PROMPT 1:
Please decide whether each statement agrees with the court opinion, answering yes or no and quoting the opinion's deciding words: (a) The case was decided on July 8, 1953. (b) The appeal is from the Attorney General's action in fixing a ballot title. (c) The act's definition of a place of public accommodation covers bona fide clubs that are distinctly private.
PROMPT 2:
Name every appellant listed in the court opinion.
PROMPT 3:
In the court opinion, which chapter of Oregon Laws 1953 does the proposed referendum attack?

==== PASSAGE SHOWN

Dagwell v. Thornton

Decision Date08 July 1953
Citation259 P.2d 125,199 Or. 8
PartiesDAGWELL et al. v. THORNTON, Atty. Gen. et al.
CourtOregon Supreme Court

Don S. Willner, of Portland, David Robinson and Sidney I. Lezak, of Portland, on the brief, for appellants.

Lloyd G. Hammel, Asst. Atty. Gen., Robert Y. Thornton, Atty. Gen., on the brief, for respondents.

Before LATOURETTE, C. J., and WARNER, ROSSMAN, LUSK, BRAND and PERRY, JJ.

LATOURETTE, Chief Justice.

This is an appeal by Benjamin D. Dagwell, Philip S. Hitchcock, E. J. Ireland, Julius J. Nodel and Thomas J. Tobin, from the action of the Attorney General in fixing a ballot title of a proposed referendum which attacks chapter 495, Oregon Laws 1953, the same being as follows:

'An Act

'Relating to discrimination by places of public accommodation, resort or amusement because of race, religion, color or national origin; and providing remedies and penalties therefor.

'Be It Enacted by the People of the State of Oregon:

'Section 1. All persons within the jurisdiction of this state shall be entitled to the full and equal accommodations, advantages, facilities and privileges of any place of public accommodation, resort or amusement, without any distinction, discrimination or restriction on account of race, religion, color or national origin.

'Section 2. A place of public accommodation, resort or amusement shall mean any hotel, motel or motor court, any place offering to the public food or drink for consumption on the premises, or any place offering to the public entertainment, recreation or amusement; provided that nothing contained in this Act shall be construed to include or apply to any institution, bona fide club or place of accommodation, resort or amusement, which is in its nature distinctly private.

========
==== SUPPLIED INFORMATION

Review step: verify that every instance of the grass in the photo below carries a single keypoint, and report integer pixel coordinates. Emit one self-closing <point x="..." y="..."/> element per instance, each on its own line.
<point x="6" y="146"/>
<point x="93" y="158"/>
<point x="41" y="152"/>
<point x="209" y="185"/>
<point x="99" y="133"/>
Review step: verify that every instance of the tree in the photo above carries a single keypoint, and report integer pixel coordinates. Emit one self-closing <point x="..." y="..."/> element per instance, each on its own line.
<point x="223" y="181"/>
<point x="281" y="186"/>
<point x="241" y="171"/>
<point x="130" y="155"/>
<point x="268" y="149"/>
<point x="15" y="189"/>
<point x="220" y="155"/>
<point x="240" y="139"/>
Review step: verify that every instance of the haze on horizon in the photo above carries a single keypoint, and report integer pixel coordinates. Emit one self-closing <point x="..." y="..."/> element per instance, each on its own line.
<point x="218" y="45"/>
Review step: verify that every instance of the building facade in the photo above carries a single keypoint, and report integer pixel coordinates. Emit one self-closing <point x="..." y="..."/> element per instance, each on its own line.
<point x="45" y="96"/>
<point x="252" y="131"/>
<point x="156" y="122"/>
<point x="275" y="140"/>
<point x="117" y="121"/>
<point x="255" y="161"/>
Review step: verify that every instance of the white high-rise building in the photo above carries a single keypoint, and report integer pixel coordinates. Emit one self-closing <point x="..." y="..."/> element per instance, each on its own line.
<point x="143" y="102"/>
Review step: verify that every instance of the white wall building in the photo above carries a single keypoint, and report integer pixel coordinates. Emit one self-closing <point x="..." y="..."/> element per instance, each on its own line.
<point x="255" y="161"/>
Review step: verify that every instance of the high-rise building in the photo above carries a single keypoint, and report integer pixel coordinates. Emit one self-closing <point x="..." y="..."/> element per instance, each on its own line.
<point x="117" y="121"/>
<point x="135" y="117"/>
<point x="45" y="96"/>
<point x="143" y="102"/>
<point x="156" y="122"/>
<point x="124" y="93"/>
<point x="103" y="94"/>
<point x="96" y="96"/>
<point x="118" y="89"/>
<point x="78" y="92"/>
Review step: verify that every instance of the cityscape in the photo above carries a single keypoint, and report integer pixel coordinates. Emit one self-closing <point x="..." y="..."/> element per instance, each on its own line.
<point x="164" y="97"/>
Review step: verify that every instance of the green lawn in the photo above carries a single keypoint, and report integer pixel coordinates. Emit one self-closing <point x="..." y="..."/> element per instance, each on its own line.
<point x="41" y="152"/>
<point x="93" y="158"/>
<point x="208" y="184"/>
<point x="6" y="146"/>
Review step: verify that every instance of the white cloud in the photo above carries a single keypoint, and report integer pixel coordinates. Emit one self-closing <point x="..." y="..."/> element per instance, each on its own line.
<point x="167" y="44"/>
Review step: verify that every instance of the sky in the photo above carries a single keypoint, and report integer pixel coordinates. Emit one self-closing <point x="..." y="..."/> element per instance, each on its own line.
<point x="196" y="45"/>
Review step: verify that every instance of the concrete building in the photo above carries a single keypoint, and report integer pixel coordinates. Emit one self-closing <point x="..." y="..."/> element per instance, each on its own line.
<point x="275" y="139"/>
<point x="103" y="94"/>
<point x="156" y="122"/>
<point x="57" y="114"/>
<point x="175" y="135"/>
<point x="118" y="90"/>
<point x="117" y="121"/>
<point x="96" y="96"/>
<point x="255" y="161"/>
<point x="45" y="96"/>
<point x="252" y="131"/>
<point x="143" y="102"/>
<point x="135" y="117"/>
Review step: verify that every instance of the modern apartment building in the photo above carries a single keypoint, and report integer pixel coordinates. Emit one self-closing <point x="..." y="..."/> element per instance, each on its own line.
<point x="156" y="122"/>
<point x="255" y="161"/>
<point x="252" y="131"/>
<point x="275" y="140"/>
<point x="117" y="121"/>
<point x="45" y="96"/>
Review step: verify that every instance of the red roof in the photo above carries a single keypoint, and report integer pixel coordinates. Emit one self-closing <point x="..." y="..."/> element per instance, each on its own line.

========

WRITTEN RESPONSE 1:
(a) Yes: "Decision Date08 July 1953"
(b) Yes: "from the action of the Attorney General in fixing a ballot title of a proposed referendum"
(c) No: "nothing contained in this Act shall be construed to include or apply to any institution, bona fide club or place of accommodation, resort or amusement, which is in its nature distinctly private"

WRITTEN RESPONSE 2:
Benjamin D. Dagwell, Philip S. Hitchcock, E. J. Ireland, Julius J. Nodel, Thomas J. Tobin

WRITTEN RESPONSE 3:
Chapter 495